*EXERCISE PROMPT*:
Render every line of the listing below as a Markdown table with the columns n and Line, numbering the rows in order and omitting blank lines.

*DATA FOR PROCESSING*:
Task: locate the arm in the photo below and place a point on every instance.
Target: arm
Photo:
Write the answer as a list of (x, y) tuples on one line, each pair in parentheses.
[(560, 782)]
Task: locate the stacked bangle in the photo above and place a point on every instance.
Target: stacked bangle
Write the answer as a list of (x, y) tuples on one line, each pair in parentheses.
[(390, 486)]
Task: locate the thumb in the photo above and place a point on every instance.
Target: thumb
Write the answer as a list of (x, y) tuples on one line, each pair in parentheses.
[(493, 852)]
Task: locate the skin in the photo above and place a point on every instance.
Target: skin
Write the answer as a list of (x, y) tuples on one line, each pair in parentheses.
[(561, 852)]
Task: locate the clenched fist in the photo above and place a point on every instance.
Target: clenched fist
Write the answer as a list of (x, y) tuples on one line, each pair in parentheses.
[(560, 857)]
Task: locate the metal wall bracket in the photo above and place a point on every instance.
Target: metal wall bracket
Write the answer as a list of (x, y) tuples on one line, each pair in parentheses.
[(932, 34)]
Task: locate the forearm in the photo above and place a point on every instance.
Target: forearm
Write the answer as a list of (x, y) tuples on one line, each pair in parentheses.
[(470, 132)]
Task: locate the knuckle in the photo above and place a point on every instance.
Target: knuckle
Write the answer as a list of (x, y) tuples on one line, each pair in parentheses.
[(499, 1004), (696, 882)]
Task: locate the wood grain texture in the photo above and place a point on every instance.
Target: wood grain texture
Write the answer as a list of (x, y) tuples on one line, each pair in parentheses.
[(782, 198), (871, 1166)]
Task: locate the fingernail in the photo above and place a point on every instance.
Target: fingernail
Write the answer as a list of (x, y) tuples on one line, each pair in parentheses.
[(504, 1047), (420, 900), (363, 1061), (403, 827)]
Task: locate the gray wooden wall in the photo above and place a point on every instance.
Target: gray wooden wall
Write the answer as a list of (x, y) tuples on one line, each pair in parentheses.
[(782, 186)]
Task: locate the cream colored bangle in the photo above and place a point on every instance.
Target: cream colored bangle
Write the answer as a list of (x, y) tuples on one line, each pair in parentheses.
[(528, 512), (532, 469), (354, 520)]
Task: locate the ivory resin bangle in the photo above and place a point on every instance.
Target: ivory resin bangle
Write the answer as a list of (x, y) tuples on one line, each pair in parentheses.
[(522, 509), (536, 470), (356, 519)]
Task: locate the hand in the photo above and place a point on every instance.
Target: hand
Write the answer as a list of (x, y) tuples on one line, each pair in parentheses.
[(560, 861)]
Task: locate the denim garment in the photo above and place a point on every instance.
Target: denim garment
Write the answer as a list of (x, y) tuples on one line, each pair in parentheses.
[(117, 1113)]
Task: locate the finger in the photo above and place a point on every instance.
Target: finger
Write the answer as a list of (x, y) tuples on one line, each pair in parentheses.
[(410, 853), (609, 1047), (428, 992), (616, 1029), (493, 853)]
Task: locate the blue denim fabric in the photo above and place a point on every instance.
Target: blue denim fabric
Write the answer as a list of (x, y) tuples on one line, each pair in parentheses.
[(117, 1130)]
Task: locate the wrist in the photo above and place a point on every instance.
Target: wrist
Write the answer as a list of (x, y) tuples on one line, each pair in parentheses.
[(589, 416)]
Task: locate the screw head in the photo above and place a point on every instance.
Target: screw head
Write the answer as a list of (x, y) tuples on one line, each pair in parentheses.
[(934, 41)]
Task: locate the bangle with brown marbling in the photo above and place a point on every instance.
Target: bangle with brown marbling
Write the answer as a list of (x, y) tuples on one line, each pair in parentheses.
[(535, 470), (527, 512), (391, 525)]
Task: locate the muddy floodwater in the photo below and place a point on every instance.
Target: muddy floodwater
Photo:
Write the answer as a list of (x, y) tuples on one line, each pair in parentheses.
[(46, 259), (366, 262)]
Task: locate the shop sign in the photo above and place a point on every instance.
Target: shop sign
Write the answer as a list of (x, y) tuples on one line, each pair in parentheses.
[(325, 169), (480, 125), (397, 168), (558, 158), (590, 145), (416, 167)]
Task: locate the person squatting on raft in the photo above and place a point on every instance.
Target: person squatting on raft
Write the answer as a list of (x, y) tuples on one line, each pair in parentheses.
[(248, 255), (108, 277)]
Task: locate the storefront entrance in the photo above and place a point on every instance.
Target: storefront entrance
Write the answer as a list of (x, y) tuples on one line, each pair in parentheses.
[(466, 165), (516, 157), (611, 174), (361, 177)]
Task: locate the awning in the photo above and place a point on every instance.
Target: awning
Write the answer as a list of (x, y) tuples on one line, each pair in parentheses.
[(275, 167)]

*ANSWER*:
| n | Line |
|---|---|
| 1 | Task: locate the arm in the photo below and place a point on every instance. |
| 2 | Target: arm |
| 3 | Photo: |
| 4 | Write the answer as a list of (x, y) tuples on one line, each pair in parentheses. |
| 5 | [(560, 782)] |
| 6 | Task: locate the stacked bangle in the photo above and place a point on every instance. |
| 7 | Target: stacked bangle |
| 8 | Write the answer as a list of (x, y) tuples on one line, each pair in parentheses. |
| 9 | [(390, 486)] |
| 10 | Task: locate the thumb in the photo above and place a point on every instance. |
| 11 | Target: thumb |
| 12 | Write the answer as a list of (x, y) tuples on one line, each pair in parentheses. |
| 13 | [(493, 852)] |
| 14 | Task: locate the skin in the photo above and place a point on every instance. |
| 15 | Target: skin |
| 16 | Write the answer as a list of (x, y) tuples on one line, each pair in parentheses. |
| 17 | [(561, 852)] |
| 18 | Task: locate the clenched fist in the photo above and place a point on every instance. |
| 19 | Target: clenched fist |
| 20 | Write the answer as a list of (x, y) tuples on one line, each pair in parentheses. |
| 21 | [(560, 857)] |
| 22 | Task: locate the metal wall bracket in the photo above and place a point on every instance. |
| 23 | Target: metal wall bracket |
| 24 | Write the answer as a list of (x, y) tuples on one line, each pair in parentheses. |
| 25 | [(932, 34)] |
| 26 | Task: locate the forearm in the photo above and place a point on every instance. |
| 27 | Target: forearm |
| 28 | Write the answer as a list of (x, y) tuples on one line, each pair in parentheses. |
| 29 | [(470, 132)] |
| 30 | Task: locate the knuckle in the photo above and place a point on every instance. |
| 31 | Target: knuckle |
| 32 | Write the answer as a list of (x, y) tuples on one line, each pair in parentheses. |
| 33 | [(499, 1004), (696, 882)] |
| 34 | Task: locate the wood grain texture in the photo above and place a point on every instance. |
| 35 | Target: wood grain texture |
| 36 | Write the answer as a list of (x, y) tuples on one line, each pair in parentheses. |
| 37 | [(782, 198), (871, 1166)] |
| 38 | Task: locate the fingernail in the photo above and place a point on every instance. |
| 39 | Target: fingernail |
| 40 | Write the answer as a list of (x, y) tuples on one line, each pair in parentheses. |
| 41 | [(504, 1047), (420, 900), (363, 1061), (403, 827)] |
| 42 | Task: locate the gray wooden wall in the photo above and place a point on every instance. |
| 43 | Target: gray wooden wall |
| 44 | Write the answer as a list of (x, y) tuples on one line, each pair in parentheses. |
| 45 | [(782, 186)] |
| 46 | Task: locate the cream colored bangle in the photo above and place a point on every instance. |
| 47 | Target: cream colored bangle |
| 48 | Write the answer as a list of (x, y) tuples on one line, each pair in parentheses. |
| 49 | [(528, 512), (532, 469), (354, 520)] |
| 50 | Task: locate the ivory resin bangle in the photo above and place a point on every instance. |
| 51 | Target: ivory resin bangle |
| 52 | Write the answer as a list of (x, y) tuples on one line, each pair in parentheses. |
| 53 | [(522, 509), (536, 470), (356, 519)] |
| 54 | Task: locate the hand in the photo above and place a point on every instance. |
| 55 | Target: hand |
| 56 | Write the answer as a list of (x, y) tuples on one line, each pair in parentheses. |
| 57 | [(560, 861)] |
| 58 | Task: locate the denim garment in the photo above and place a point on every instance. |
| 59 | Target: denim garment |
| 60 | Write the answer as a list of (x, y) tuples on one line, each pair in parentheses. |
| 61 | [(117, 1113)] |
| 62 | Task: locate the finger in the photo above and place a point on every instance. |
| 63 | Target: finger |
| 64 | Write the answer as a list of (x, y) tuples on one line, each pair in parentheses. |
| 65 | [(410, 853), (609, 1047), (428, 992), (616, 1029), (493, 853)] |
| 66 | Task: locate the blue denim fabric in the photo above and place a point on every instance. |
| 67 | Target: blue denim fabric |
| 68 | Write the answer as a list of (x, y) tuples on one line, each pair in parentheses. |
| 69 | [(117, 1130)] |
| 70 | Task: locate the wrist in the photo above and place a point on every instance. |
| 71 | Target: wrist |
| 72 | Write the answer as a list of (x, y) tuples on one line, each pair in parentheses. |
| 73 | [(589, 416)] |
| 74 | Task: locate the screw head in the photo above and place a point on every instance. |
| 75 | Target: screw head |
| 76 | Write the answer as a list of (x, y) tuples on one line, each pair in parentheses. |
| 77 | [(934, 41)] |
| 78 | Task: locate the bangle with brown marbling in the photo above and place a point on every instance. |
| 79 | Target: bangle with brown marbling |
| 80 | Write the answer as a list of (x, y) tuples on one line, each pair in parentheses. |
| 81 | [(535, 470), (527, 512), (391, 525)] |
| 82 | Task: locate the muddy floodwater in the photo below and place a point on every instance. |
| 83 | Target: muddy floodwater |
| 84 | Photo: |
| 85 | Write the answer as a list of (x, y) tuples on one line, each pair in parentheses. |
| 86 | [(46, 259), (366, 262)] |
| 87 | Task: locate the shop sign in the photo above and place a point on every instance. |
| 88 | Target: shop sign |
| 89 | Write the answer as a list of (x, y) tuples on one line, each pair in parentheses. |
| 90 | [(325, 169), (480, 125), (397, 168), (558, 158), (590, 145), (416, 167)] |
| 91 | Task: locate the person squatting on raft in the photo above and place a point on every instance. |
| 92 | Target: person squatting on raft |
| 93 | Write the answer as a list of (x, y) tuples on one line, each pair in parentheses. |
| 94 | [(248, 255), (108, 277)] |
| 95 | Task: locate the storefront entrance in the photo above and place a point on every instance. |
| 96 | Target: storefront entrance |
| 97 | Write the answer as a list of (x, y) tuples on one line, each pair in parentheses. |
| 98 | [(466, 165), (516, 157), (611, 174), (361, 177)] |
| 99 | Task: locate the awning in the photo above and place a point on every instance. |
| 100 | Target: awning |
| 101 | Write the answer as a list of (x, y) tuples on one line, each pair in parentheses. |
| 102 | [(275, 167)] |